▶ _Sunulan alıntı_
------------------------------------------------
17 Haziran 2013 Pazartesi

FARKINI FARK ETTİREN KUŞAK 'Y KUŞAĞI'

Çok eski zamanlardan günümüze değin, ailedeki yetişkinler ile gençler arasında bir kuşak çatışması yaşanır. Ebeveynler çocuklarını; çocuklar ise ebeveynlerini kendilerini anlamamakla suçlar durur. Aradaki senelerin ve bu senelere ayak uyduramamanın hesabı anne babalara kesilirken; giderek gelişen teknolojinin  o albenili dünyasına kendisini kaptıran gençler tatminsizlikle suçlanır. Oysa ki yıllar kuşakları öyle etkisine alıyor ki, hiçbir taraf tam olarak haklı ya da haksız olamıyor. 

Nasıl mı? Gelin beraberce kuşakları, özellikle de günümüz gençliği olan Y kuşağını ele alalım.  Ben araştırma yaparken her bir cümlede durup bir kez daha düşündüm. Yeri geldi kendimi eleştirdim. Ama bu güzel kuşağı eskisinden daha çok sevdiğimi ve gurur duyduğumu bir kez  daha anladım.
------------------------------------------------
▶ _Yapılacak iş_
Alıntıya göre teknolojinin albenili dünyasına kendini kaptıran gençler neyle suçlanır? Öğelerin bu işte hiçbir rolü yoktur.
------------------------------------------------
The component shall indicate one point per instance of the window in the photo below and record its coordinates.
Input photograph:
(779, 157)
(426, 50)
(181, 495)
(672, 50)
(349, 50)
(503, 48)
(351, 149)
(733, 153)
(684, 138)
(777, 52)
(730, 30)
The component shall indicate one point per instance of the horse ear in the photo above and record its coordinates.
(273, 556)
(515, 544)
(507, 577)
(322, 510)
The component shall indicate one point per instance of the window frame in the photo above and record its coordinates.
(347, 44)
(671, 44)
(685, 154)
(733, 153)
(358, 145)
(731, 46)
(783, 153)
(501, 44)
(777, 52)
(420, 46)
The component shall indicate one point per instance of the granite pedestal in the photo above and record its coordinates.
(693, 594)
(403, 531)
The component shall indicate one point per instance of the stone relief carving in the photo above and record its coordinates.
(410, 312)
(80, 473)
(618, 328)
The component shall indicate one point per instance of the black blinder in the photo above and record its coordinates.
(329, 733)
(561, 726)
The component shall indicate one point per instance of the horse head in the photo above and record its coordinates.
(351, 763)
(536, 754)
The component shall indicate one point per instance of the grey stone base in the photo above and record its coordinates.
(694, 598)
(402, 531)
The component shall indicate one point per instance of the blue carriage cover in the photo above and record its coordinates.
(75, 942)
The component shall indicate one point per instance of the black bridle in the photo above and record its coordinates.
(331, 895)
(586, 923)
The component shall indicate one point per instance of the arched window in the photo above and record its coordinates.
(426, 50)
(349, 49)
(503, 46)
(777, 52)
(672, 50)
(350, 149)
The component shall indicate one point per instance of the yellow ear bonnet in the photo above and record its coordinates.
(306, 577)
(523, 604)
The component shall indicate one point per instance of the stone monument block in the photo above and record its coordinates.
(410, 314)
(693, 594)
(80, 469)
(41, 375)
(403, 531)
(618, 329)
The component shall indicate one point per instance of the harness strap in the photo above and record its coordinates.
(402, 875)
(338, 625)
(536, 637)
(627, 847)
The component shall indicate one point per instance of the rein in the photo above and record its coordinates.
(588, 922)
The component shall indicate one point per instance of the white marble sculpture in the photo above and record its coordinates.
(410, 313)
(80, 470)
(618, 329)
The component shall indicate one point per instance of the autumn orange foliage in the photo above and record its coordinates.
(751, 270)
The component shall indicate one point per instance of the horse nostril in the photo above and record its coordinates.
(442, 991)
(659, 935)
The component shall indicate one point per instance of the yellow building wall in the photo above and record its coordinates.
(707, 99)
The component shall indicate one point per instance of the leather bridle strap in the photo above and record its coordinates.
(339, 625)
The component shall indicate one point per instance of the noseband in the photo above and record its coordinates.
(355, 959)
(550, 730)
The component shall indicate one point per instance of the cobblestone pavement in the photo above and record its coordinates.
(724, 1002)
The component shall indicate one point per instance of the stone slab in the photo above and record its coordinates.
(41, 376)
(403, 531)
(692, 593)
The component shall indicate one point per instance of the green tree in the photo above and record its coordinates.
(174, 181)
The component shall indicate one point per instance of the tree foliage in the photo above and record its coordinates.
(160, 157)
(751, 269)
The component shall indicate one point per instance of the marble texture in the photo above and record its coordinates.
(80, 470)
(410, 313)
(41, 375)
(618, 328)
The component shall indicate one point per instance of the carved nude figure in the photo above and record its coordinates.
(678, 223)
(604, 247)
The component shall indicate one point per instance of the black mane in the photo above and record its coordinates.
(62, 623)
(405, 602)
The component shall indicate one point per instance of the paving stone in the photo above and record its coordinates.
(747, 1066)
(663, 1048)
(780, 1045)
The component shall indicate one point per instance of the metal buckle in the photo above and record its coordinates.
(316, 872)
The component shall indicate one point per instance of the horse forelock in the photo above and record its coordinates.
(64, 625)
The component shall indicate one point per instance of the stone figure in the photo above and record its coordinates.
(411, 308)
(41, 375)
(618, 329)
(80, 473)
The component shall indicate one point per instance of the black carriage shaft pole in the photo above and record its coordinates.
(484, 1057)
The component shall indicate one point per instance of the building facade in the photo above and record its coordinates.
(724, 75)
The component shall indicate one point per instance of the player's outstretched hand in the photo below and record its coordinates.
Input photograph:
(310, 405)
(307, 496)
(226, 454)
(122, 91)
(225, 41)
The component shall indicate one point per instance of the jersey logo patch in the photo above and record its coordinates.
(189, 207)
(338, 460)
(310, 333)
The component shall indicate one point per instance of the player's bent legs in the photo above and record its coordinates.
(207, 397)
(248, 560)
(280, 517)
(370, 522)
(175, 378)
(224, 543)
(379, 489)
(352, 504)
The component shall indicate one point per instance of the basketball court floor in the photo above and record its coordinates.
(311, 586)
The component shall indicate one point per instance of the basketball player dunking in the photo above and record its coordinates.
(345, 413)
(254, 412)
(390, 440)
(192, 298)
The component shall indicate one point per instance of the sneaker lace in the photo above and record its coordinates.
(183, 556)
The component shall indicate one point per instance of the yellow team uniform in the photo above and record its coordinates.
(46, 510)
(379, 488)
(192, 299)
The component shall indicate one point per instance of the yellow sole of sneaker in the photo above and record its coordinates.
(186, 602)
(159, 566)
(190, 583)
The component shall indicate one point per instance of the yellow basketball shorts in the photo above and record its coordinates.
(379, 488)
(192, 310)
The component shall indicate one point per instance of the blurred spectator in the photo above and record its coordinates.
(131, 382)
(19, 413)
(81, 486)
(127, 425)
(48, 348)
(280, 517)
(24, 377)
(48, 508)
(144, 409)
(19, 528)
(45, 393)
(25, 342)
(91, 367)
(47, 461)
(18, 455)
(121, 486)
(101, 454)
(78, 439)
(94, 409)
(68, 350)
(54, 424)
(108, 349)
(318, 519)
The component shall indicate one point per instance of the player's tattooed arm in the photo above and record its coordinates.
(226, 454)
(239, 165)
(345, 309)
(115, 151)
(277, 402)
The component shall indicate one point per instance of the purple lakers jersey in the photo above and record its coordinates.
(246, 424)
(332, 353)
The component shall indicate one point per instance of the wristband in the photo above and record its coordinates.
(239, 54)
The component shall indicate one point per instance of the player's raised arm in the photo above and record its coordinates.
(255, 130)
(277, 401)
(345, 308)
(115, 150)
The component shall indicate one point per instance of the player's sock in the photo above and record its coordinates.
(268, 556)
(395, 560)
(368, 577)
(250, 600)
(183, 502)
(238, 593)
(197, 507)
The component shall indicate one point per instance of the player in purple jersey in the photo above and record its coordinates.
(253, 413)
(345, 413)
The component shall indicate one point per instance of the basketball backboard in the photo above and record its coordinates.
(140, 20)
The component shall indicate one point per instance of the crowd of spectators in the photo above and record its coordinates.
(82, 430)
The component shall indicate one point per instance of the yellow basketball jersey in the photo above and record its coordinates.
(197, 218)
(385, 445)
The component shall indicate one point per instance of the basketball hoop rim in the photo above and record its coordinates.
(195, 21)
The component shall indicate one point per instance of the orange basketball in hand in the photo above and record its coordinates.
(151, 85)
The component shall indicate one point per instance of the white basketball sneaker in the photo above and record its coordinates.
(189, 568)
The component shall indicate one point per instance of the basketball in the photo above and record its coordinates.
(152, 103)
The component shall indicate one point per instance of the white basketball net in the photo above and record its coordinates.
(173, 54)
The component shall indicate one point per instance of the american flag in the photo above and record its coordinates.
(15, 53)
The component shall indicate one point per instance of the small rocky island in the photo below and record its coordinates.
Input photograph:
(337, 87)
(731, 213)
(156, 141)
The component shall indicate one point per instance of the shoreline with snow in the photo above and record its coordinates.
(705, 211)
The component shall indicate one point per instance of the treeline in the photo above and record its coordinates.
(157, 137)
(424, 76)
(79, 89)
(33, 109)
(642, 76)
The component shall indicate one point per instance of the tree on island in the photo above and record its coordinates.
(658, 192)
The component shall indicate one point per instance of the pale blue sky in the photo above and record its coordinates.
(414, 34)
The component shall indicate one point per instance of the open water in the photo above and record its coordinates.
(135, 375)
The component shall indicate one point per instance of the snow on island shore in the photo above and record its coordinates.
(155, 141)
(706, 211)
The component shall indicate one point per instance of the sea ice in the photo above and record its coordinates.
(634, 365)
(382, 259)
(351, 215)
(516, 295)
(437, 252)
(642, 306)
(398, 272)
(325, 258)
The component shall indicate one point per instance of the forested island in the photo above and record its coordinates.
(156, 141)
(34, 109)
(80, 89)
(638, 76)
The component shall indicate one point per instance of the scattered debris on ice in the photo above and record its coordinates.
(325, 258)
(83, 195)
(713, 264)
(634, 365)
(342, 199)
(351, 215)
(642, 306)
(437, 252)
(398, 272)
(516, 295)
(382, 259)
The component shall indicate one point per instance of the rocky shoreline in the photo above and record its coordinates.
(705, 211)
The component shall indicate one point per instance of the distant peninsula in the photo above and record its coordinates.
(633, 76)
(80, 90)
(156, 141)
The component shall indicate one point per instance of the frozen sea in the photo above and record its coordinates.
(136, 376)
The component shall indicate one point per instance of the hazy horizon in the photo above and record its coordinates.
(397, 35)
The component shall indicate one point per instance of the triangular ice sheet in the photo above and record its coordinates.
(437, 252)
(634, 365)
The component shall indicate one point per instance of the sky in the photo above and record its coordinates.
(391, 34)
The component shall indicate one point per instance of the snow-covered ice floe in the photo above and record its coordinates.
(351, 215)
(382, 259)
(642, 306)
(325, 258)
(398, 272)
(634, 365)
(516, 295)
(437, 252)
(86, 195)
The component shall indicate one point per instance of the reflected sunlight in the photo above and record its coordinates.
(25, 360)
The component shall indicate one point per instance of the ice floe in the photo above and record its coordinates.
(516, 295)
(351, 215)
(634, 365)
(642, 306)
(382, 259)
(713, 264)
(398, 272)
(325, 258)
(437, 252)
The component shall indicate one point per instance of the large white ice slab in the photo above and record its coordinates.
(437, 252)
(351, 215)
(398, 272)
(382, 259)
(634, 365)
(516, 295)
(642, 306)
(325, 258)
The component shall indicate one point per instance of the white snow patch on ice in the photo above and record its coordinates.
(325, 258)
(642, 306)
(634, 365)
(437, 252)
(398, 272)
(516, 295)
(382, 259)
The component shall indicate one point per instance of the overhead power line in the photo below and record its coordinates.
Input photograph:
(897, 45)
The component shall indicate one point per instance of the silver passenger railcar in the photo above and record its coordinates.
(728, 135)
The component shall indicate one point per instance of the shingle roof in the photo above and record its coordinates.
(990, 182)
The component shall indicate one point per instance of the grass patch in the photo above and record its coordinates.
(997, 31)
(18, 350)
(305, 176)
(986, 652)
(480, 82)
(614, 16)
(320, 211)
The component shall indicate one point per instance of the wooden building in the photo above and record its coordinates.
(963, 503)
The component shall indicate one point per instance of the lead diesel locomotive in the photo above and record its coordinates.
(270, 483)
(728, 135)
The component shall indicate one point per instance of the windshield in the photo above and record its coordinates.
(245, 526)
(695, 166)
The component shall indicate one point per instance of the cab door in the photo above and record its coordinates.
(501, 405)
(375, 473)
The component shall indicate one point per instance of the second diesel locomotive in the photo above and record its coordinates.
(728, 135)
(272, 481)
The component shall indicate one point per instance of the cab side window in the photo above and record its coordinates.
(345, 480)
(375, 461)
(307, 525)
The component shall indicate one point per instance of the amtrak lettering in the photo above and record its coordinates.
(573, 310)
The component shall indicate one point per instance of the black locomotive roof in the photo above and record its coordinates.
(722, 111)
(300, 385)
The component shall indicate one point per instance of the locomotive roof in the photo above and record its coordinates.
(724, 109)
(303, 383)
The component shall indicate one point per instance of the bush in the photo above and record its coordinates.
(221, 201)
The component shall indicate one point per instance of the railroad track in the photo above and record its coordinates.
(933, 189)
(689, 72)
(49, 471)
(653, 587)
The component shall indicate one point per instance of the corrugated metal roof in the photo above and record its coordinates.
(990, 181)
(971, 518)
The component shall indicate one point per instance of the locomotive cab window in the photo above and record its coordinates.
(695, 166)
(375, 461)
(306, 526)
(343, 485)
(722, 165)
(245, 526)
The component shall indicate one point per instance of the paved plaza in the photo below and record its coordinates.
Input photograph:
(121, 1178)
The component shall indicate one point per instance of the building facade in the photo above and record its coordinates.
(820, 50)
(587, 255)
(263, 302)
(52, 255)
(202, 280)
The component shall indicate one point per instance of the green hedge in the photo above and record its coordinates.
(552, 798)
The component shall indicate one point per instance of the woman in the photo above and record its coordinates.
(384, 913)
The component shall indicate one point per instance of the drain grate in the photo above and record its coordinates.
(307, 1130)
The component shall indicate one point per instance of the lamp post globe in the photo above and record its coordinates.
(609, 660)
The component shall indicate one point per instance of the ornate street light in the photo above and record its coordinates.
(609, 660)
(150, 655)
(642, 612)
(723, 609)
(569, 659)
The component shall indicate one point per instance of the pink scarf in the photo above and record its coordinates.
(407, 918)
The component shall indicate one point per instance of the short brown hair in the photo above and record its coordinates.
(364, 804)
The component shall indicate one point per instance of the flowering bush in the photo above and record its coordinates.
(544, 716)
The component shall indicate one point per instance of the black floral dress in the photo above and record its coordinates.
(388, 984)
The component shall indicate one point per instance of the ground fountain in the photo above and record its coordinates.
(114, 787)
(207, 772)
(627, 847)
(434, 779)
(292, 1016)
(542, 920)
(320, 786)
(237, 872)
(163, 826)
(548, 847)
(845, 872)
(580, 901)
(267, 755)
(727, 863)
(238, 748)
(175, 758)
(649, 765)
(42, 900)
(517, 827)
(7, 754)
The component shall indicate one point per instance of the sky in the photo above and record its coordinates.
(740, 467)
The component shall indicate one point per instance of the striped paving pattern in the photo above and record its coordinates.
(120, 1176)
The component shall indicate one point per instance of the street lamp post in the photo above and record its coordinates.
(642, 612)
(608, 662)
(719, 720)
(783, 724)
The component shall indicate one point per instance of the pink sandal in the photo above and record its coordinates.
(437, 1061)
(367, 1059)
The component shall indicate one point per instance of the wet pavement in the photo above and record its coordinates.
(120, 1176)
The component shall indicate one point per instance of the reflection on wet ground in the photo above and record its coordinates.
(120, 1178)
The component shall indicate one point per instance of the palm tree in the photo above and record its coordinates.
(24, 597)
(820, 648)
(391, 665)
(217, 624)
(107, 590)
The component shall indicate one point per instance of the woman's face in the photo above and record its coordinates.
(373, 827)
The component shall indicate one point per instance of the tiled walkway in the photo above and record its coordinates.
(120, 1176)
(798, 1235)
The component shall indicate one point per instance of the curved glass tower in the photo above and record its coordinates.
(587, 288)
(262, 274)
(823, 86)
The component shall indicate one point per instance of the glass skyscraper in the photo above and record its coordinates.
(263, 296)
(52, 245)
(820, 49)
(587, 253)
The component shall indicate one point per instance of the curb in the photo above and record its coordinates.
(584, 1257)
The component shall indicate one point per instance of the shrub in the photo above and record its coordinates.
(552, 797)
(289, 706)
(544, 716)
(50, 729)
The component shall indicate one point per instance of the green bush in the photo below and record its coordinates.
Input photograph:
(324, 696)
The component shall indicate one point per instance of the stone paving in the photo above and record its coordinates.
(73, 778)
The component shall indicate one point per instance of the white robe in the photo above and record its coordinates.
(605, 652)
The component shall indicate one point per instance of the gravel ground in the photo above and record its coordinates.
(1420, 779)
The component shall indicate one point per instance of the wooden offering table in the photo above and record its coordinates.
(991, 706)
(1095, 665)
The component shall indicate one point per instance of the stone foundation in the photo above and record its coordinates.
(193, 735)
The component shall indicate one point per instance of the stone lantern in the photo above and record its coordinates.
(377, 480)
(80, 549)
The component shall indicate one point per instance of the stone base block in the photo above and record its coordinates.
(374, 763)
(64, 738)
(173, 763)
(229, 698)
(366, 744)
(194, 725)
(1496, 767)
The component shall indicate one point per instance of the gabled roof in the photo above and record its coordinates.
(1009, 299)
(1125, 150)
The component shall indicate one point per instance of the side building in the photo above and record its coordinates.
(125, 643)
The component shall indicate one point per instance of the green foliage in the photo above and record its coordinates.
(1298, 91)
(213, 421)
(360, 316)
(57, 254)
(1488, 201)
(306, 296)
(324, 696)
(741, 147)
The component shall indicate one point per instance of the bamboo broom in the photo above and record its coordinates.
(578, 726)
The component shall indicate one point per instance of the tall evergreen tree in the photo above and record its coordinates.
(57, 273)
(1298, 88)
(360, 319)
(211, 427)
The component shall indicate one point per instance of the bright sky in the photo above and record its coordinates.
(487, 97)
------------------------------------------------
▶ _Yanıt_
Tatminsizlikle suçlanırlar.